** TASK DETAILS **
Return every entry exactly.

** Position annotation records **
************

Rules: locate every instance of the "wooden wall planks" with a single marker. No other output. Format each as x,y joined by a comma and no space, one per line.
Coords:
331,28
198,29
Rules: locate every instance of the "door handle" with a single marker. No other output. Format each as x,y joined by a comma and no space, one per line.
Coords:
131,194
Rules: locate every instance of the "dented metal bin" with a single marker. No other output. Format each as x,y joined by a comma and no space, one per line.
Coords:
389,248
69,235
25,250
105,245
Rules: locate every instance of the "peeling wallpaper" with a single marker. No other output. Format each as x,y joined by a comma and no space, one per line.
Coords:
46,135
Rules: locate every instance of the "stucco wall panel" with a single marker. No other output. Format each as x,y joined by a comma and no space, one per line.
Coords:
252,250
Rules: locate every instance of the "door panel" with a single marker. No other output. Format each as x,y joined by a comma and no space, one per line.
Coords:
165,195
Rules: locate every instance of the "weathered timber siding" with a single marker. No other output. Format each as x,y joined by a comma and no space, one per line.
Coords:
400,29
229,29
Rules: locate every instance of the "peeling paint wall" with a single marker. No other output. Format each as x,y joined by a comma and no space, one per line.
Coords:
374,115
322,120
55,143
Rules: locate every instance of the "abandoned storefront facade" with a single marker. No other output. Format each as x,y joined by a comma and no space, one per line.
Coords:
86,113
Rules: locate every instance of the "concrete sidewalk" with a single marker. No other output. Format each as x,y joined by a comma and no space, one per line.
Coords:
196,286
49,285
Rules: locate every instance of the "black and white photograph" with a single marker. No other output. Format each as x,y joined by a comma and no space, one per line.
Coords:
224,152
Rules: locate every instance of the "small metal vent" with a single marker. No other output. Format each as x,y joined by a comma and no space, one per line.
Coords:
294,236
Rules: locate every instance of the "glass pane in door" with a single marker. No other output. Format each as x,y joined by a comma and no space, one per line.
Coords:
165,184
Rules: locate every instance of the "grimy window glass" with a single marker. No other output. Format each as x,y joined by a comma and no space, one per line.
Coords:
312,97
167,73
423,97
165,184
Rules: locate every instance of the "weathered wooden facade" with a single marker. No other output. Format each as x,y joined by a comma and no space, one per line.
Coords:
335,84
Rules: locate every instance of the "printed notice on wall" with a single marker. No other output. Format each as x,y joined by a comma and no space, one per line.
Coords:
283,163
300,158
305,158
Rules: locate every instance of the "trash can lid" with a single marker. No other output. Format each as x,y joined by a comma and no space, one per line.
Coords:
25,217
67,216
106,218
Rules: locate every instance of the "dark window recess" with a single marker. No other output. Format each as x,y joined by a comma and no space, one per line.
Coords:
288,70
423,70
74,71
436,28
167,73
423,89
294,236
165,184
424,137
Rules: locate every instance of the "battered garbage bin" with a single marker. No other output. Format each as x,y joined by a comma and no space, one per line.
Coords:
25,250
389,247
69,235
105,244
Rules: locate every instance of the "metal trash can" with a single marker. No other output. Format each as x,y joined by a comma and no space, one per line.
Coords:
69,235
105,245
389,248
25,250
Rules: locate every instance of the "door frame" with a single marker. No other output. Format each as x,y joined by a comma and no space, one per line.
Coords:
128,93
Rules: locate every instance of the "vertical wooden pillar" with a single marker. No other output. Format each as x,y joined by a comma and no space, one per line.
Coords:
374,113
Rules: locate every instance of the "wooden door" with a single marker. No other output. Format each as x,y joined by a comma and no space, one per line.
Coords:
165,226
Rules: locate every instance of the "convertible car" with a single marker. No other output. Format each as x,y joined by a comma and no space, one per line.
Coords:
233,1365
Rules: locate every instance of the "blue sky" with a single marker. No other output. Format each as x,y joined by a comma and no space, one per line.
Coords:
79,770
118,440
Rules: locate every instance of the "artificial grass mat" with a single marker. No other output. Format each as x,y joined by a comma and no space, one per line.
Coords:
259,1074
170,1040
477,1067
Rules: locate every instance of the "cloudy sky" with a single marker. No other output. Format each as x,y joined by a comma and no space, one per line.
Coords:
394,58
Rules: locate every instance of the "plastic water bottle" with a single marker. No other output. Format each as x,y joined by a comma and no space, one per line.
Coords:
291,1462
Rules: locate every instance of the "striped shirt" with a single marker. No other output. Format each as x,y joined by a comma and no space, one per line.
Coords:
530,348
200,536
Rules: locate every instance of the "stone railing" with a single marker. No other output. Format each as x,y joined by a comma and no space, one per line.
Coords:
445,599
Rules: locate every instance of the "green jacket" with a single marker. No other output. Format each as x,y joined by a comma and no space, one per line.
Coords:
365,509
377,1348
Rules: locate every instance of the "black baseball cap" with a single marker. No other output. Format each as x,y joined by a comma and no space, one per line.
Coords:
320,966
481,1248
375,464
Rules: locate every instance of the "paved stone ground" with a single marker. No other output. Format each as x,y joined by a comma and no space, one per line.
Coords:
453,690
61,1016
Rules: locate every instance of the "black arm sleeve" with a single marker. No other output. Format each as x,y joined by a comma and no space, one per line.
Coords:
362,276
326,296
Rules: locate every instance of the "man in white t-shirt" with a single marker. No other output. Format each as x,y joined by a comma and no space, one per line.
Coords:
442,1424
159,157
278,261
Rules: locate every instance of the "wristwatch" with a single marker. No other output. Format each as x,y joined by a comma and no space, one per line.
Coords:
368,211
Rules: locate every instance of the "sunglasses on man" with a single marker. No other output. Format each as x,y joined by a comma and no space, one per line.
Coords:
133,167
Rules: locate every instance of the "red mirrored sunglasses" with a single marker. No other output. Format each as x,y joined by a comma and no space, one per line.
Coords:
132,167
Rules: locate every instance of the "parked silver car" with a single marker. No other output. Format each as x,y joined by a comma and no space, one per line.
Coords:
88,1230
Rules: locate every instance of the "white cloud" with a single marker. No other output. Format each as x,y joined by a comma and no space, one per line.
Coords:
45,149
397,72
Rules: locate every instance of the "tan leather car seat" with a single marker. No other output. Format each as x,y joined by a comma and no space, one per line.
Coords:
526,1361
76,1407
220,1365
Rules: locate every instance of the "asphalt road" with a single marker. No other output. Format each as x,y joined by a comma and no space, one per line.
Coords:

************

** WRITTEN SOLUTION **
Rules: locate every instance of the "wooden wall planks" with a single marker. No other output. Format each as x,y joined by a comma and no space, one per line.
Coords:
331,28
198,29
Rules: locate every instance of the "door handle" with a single marker. No other output. Format each as x,y joined by a comma and no space, one per line.
Coords:
131,194
Rules: locate every instance of the "dented metal bin" with a single marker. No other output. Format each as x,y joined by a comma and no space, one per line.
Coords:
389,248
69,235
25,250
105,245
Rules: locate every instance of the "peeling wallpaper" with a single marker. No other output. Format each as x,y joined by a comma and no space, one per line.
Coords:
46,135
Rules: locate every instance of the "stucco wall panel" with a single marker. No other output. Format each as x,y joined by a comma and no space, one per line.
Coords:
252,250
Rules: locate every instance of the "door panel" with a single marker. No other output. Format each as x,y joined by a comma and no space, one per line.
Coords:
165,195
Rules: locate every instance of the "weathered timber siding" with a single marker. No other output. Format each as x,y joined by a comma and no space, one per line.
Coords:
400,29
229,29
Rules: locate every instance of the "peeling paint wall" with a single marker. No other output. Format each as x,y joined by a comma and no space, one per line.
Coords:
374,115
322,120
55,143
Rules: locate every instance of the "abandoned storefront facade" with a single marker. No other output. Format each as x,y joined by a comma and no space, one per line.
Coords:
86,113
Rules: locate every instance of the "concrete sidewalk" with a single marker. No other output. Format each as x,y joined by a comma and no space, one per line.
Coords:
196,286
49,285
Rules: locate every instance of the "black and white photograph" with a single marker. No other output. Format each as x,y joined by a comma and no space, one per line.
Coords:
224,152
Rules: locate every instance of the "small metal vent" with a single marker. No other output. Format each as x,y joined by a comma and no space, one per line.
Coords:
294,236
Rules: locate every instance of the "glass pane in door" with a single marker. No other output. Format each as x,y joined by a comma and no space, one per line.
Coords:
165,184
Rules: locate every instance of the "grimy window glass" with a single marker. No other output. Format each as x,y joined by a comma and no space, one per line.
Coords:
312,97
167,73
423,97
165,184
Rules: locate every instance of the "weathered wooden facade" with a single marker. No other output. Format each as x,y joined by a comma and no space, one per line.
Coords:
335,84
Rules: locate every instance of the "printed notice on wall" with a single marker. No other output. Format each as x,y joined by a comma and no space, one per line.
Coords:
283,163
300,158
305,158
Rules: locate every instance of the "trash can lid" with a single marker. No other output. Format each as x,y joined by a comma and no space, one per line.
Coords:
25,217
67,216
106,218
Rules: locate every instance of the "dark window recess" with a single marker. No other output. Format each as x,y joined by a comma and no space, one per line.
Coords:
288,70
423,70
74,71
436,28
167,73
423,89
294,236
165,184
424,137
Rules: locate every instance of the "battered garbage bin" with a single marker. No other output. Format each as x,y joined by a comma and no space, one per line.
Coords:
25,250
389,247
69,235
105,244
Rules: locate every instance of the "metal trash can" with a single marker. No other output. Format each as x,y joined by a comma and no space, one per line.
Coords:
69,235
105,245
389,248
25,250
Rules: locate every instance of the "door frame" with a single marker. No other output. Format each as x,y joined by a comma and no space, one per line.
Coords:
128,93
Rules: locate every instance of the "vertical wooden pillar" with a single marker. No other output. Format each as x,y joined by a comma and no space, one per line.
Coords:
374,113
Rules: locate every instance of the "wooden door" with a single marker. No other output. Format each as x,y joined by a comma and no space, one per line.
Coords:
165,226
Rules: locate every instance of the "convertible car" with a single marker. No other output. Format each as x,y joined by a comma and no space, one per line.
Coords:
233,1365
Rules: locate every instance of the "blue sky" with a single marker. No other output. Format each as x,y joined by a comma and no space, one per line.
Coords:
79,770
118,440
Rules: locate every instance of the "artificial grass mat" with a single marker. No other output. Format each as x,y joined by a comma and no space, one per line.
Coords:
259,1074
170,1040
477,1067
Rules: locate every instance of the "cloudy sky" with a single marker. No other output. Format each as x,y joined by a comma and no space, one per line.
Coords:
394,58
Rules: locate every instance of the "plastic water bottle" with a single marker. No other output. Format each as x,y joined by a comma and no space, one per line.
Coords:
291,1462
Rules: locate every instance of the "striped shirt" with a single marker. No other output. Format each as x,y joined by a comma and no space, one per line.
Coords:
530,348
200,536
Rules: locate every instance of the "stone railing" with a single marker. No other output. Format each as x,y joined by a comma and no space, one per line.
Coords:
445,599
Rules: locate every instance of the "green jacket" with a single marker. No other output. Format each as x,y joined by a comma and no space, one per line.
Coords:
365,509
377,1348
Rules: locate every instance of the "black baseball cap" with a single marker. No other output. Format each as x,y joined by a comma and no space, one per line.
Coords:
320,966
481,1248
375,464
Rules: locate every instance of the "paved stone ground" with a single marker. No other output. Format each as x,y joined by a comma and no space, one per line.
Coords:
453,690
61,1016
Rules: locate every instance of the "black arm sleeve" with a single marker. No other output. Format each as x,y joined by a comma and no space, one per line.
Coords:
362,276
326,296
Rules: locate every instance of the "man in white t-shirt" with a single marker. No other output. Format each as x,y joined by a comma and no space, one per line.
Coords:
442,1424
159,157
278,261
Rules: locate every instance of the "wristwatch" with a single marker. No other output. Format each as x,y joined by a comma and no space, one per line.
Coords:
368,211
Rules: locate every instance of the "sunglasses on man" with a single marker. No other output. Format each as x,y joined by a comma and no space, one per line.
Coords:
133,167
Rules: locate every instance of the "red mirrored sunglasses" with a single marker. No other output. Format each as x,y joined by a comma and no space, one per line.
Coords:
132,167
Rules: locate every instance of the "parked silver car" with a single marker. No other output. Format each as x,y joined by a comma and no space, one per line.
Coords:
88,1230
Rules: locate every instance of the "white cloud" with a single marker. No other output. Format each as x,y joined by a comma and no space, one per line.
Coords:
45,149
397,72
Rules: locate every instance of the "tan leather car seat" with a single marker. No other output. Format each as x,y joined by a comma and no space, one per line.
Coords:
526,1361
76,1407
220,1365
Rules: locate every instance of the "asphalt road" with a single marker. No other output. Format each as x,y joined by a comma and no space, one per line.
Coords:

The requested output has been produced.